_Exercise aim_
Reproduce each of the following rows verbatim, without altering any character.

-- BEGIN --

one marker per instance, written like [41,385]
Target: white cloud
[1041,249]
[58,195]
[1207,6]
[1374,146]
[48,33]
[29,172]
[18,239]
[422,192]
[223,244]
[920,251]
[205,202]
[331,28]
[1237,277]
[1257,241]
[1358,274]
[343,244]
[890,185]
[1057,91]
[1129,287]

-- END --

_Solution_
one marker per instance, written like [41,385]
Target: white cloud
[1041,249]
[58,195]
[1207,6]
[1374,146]
[48,33]
[29,172]
[18,239]
[422,192]
[223,244]
[920,251]
[205,202]
[331,28]
[1237,277]
[1257,241]
[1358,274]
[343,244]
[890,185]
[1057,91]
[1129,287]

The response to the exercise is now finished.